-- START OF MATERIAL FOR THIS TASK --

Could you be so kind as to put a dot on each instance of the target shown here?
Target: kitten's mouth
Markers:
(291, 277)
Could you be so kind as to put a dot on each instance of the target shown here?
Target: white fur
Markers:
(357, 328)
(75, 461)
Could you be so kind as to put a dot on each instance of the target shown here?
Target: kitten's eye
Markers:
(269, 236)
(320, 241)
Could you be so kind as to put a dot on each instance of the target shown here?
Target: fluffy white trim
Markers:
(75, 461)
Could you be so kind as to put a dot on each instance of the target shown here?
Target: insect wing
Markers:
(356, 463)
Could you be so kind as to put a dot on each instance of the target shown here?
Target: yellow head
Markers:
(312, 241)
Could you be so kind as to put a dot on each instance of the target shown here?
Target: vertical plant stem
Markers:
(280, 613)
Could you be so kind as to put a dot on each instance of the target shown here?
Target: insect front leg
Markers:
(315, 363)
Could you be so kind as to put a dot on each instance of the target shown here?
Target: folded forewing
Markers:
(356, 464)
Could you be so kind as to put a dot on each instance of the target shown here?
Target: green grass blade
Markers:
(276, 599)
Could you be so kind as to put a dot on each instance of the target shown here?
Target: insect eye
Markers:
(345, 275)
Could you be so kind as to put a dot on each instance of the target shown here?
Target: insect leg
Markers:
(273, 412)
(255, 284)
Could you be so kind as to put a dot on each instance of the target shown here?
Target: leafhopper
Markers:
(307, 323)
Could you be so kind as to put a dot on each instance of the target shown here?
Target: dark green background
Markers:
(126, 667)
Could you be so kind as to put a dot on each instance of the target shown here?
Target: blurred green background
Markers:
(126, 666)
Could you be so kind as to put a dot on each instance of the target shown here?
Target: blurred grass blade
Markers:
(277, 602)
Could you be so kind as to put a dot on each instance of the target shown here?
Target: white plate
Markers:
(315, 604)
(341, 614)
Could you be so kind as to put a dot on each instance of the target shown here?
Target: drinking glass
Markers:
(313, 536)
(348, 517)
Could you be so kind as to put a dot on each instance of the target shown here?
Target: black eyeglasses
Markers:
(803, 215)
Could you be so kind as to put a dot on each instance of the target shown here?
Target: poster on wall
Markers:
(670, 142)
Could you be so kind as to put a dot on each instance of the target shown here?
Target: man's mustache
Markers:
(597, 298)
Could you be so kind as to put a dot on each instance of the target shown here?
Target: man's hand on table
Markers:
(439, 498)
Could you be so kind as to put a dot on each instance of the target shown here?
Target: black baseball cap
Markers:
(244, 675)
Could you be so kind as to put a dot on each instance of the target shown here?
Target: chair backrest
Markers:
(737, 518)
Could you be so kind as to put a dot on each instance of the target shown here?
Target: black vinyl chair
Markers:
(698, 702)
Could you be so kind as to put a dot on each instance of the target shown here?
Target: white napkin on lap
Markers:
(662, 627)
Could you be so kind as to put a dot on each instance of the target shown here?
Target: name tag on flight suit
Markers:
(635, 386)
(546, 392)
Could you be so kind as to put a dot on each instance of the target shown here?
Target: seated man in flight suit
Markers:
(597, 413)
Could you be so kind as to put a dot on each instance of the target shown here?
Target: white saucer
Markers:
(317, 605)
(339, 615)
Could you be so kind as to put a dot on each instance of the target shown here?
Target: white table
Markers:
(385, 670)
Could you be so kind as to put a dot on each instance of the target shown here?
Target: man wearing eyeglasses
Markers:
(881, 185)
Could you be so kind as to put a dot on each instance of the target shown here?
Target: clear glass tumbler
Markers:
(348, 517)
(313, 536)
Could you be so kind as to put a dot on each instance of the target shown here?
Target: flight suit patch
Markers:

-- END OF MATERIAL FOR THIS TASK --

WORK INSTRUCTIONS =
Report every line of the records that holds the word "flight", copying each one in full. Case counts.

SOLUTION =
Target: name tag on flight suit
Target: seated man in flight suit
Target: flight suit patch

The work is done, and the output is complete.